→ What the task asks:
What is needed is an exact copy of every line from the one containing "the blue hatchback" through the end of the entries; please set it down without any pictures.

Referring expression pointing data
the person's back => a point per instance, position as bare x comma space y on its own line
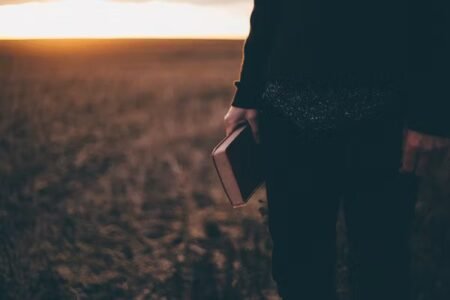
404, 42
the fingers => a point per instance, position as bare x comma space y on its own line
252, 119
423, 163
409, 160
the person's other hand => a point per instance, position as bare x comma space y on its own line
237, 115
419, 149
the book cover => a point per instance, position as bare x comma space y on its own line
237, 159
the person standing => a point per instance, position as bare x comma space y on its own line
349, 102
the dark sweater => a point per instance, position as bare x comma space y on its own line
399, 43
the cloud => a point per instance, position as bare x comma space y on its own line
201, 2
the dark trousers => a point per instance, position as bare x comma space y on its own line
306, 182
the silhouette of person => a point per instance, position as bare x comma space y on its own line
349, 102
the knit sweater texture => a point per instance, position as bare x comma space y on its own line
404, 44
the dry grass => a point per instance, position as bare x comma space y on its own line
107, 188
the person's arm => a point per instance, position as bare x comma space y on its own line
429, 85
255, 54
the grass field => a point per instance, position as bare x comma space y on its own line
108, 191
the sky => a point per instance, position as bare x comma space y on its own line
23, 19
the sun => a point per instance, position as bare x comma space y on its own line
110, 19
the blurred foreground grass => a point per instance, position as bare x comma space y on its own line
107, 188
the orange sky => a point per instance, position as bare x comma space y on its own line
122, 18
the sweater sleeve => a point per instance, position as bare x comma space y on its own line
255, 55
429, 78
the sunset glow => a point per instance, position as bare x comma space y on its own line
115, 19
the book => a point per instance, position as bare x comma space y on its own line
237, 160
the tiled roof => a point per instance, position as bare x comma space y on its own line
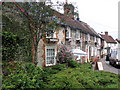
118, 40
108, 38
82, 26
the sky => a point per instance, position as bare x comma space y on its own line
101, 15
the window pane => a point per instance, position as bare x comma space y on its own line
50, 56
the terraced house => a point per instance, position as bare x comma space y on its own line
71, 32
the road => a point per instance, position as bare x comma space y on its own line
107, 67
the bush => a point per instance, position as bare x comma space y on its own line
72, 63
64, 55
10, 43
83, 77
24, 76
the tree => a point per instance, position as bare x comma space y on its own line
37, 17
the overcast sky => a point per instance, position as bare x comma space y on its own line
101, 15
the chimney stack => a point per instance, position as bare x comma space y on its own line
106, 33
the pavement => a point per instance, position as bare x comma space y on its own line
109, 68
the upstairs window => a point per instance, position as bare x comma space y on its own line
77, 34
50, 55
51, 34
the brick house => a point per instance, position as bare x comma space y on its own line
109, 44
70, 32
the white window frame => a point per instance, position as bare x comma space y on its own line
53, 36
69, 33
77, 35
88, 35
95, 39
50, 47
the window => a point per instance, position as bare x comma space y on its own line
77, 35
51, 34
88, 35
50, 55
68, 33
95, 39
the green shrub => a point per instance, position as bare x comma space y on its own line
83, 77
24, 76
72, 63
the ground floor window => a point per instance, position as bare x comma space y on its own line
50, 55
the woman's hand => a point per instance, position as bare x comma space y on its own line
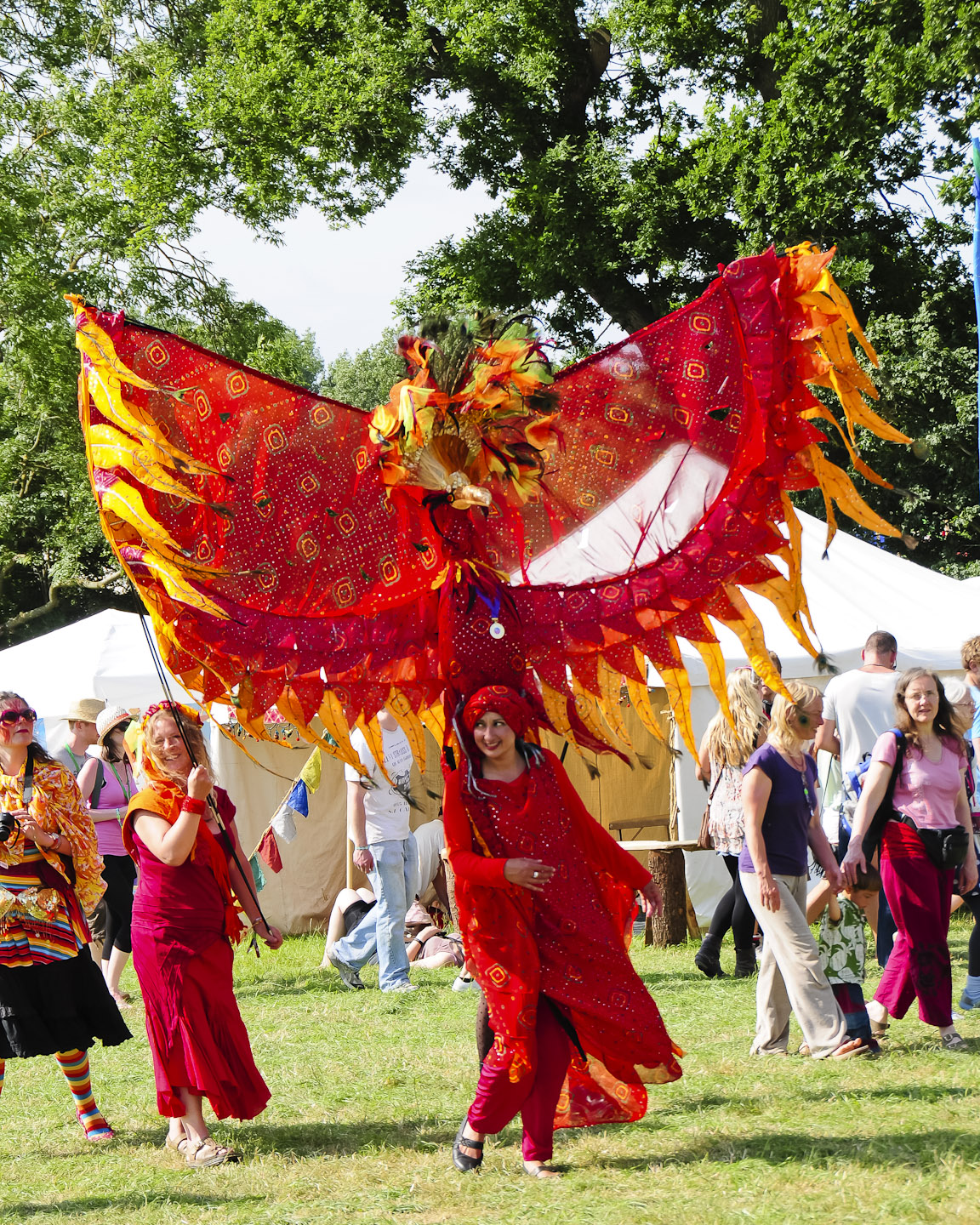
38, 835
652, 899
200, 783
768, 892
272, 936
854, 860
529, 874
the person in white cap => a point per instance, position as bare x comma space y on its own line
83, 732
108, 785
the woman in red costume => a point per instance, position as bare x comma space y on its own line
184, 921
546, 901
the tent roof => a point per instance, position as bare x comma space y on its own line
103, 656
855, 590
859, 588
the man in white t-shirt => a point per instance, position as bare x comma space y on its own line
859, 706
385, 851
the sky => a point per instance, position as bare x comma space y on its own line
339, 283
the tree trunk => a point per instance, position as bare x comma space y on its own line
451, 891
670, 927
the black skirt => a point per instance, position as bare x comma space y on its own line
63, 1006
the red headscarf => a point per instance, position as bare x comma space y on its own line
503, 699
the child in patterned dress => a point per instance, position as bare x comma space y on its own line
842, 946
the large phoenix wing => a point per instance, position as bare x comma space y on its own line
281, 568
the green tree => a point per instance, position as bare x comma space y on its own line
66, 225
365, 379
630, 145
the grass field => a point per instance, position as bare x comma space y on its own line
369, 1089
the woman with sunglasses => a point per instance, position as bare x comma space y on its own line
779, 801
184, 924
53, 999
108, 785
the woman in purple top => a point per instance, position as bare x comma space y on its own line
930, 794
108, 785
779, 798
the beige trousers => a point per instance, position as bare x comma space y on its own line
790, 977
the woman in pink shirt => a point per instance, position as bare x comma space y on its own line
108, 785
930, 795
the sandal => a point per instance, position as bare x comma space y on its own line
200, 1154
461, 1160
97, 1131
849, 1049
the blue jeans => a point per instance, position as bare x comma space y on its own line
383, 930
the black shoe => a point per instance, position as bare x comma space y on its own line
745, 965
706, 960
459, 1159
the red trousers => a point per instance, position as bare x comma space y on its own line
919, 894
534, 1096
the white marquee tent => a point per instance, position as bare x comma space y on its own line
855, 590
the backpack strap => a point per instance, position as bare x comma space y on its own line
94, 801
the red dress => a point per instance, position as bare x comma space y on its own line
568, 943
183, 958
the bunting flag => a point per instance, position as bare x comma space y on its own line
494, 522
977, 272
269, 852
297, 804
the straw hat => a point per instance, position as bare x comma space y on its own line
111, 718
87, 709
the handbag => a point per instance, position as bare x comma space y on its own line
886, 810
704, 840
946, 848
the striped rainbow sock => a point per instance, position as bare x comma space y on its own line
75, 1067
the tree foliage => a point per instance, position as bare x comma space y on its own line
630, 145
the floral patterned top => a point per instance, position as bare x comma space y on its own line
842, 943
58, 807
726, 818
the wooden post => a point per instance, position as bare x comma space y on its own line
670, 927
451, 888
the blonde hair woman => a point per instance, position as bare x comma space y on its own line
184, 921
779, 801
726, 748
929, 798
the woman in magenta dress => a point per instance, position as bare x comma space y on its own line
546, 902
184, 923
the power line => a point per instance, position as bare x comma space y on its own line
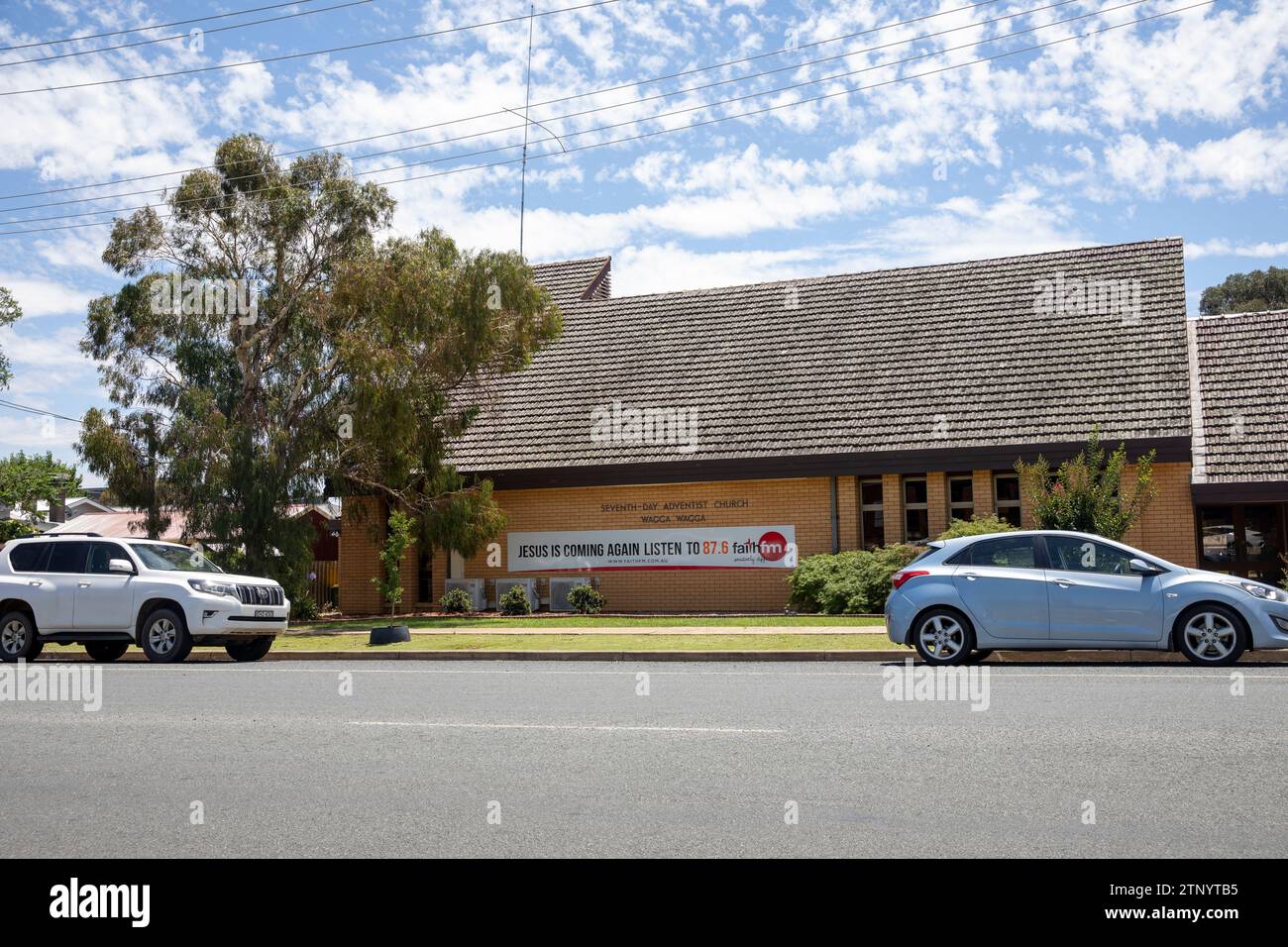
590, 111
728, 118
183, 37
299, 55
657, 115
30, 410
155, 26
489, 115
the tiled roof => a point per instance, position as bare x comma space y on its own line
919, 359
571, 281
1241, 365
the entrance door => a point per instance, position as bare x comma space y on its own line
1243, 539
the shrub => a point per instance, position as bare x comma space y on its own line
515, 602
974, 526
585, 599
1085, 493
850, 582
304, 608
397, 539
456, 600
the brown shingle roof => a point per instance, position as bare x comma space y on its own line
919, 359
571, 281
1241, 364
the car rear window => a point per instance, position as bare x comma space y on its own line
67, 557
30, 557
1009, 552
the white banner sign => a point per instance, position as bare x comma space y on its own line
720, 547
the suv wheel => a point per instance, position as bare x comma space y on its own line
18, 638
249, 651
943, 637
1211, 635
165, 638
106, 651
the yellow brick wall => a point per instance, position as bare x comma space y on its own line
892, 502
1167, 527
1167, 531
982, 489
360, 561
936, 501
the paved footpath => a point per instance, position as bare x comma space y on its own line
386, 758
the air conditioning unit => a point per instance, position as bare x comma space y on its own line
529, 587
475, 586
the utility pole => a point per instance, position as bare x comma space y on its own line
527, 102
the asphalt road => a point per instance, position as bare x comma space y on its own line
576, 763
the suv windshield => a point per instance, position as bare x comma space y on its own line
178, 558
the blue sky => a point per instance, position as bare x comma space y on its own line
1176, 127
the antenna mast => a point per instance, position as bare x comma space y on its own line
527, 101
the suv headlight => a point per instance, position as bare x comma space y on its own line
1266, 592
213, 587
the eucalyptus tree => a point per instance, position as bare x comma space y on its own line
266, 344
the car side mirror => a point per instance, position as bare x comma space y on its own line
1142, 569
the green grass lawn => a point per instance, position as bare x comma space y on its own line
608, 642
496, 621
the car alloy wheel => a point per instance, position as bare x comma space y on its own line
943, 638
13, 638
162, 635
1211, 637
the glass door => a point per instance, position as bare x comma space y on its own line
1243, 540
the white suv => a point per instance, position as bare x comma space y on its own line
106, 592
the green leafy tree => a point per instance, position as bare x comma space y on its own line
1085, 493
26, 480
429, 326
228, 415
14, 530
398, 531
127, 450
975, 526
9, 313
1261, 289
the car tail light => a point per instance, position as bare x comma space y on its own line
898, 579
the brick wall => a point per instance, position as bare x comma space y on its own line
1167, 531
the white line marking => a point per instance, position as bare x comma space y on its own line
631, 665
558, 727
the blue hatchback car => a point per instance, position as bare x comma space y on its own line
1050, 590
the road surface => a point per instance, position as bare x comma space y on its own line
715, 759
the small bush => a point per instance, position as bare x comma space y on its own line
585, 599
456, 600
515, 602
975, 526
851, 582
304, 608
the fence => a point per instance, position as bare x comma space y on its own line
326, 573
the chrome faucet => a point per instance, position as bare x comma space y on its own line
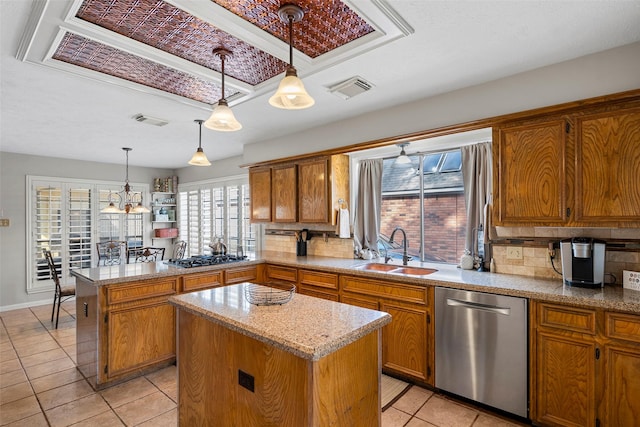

→ Result:
the blue hatchback car => a point per instance, position as bare x comma space y on its own line
1050, 590
the road surface => a point per instance, position as bare x comma space y on its own line
715, 759
the small bush => a point per instance, position as bare x comma space y on its own line
585, 599
456, 600
515, 602
975, 526
851, 582
304, 608
the fence => a point per instance, position as bare x comma space y on its own line
326, 573
the chrome faucet => a point per instance, position as bare x comma space y on its own line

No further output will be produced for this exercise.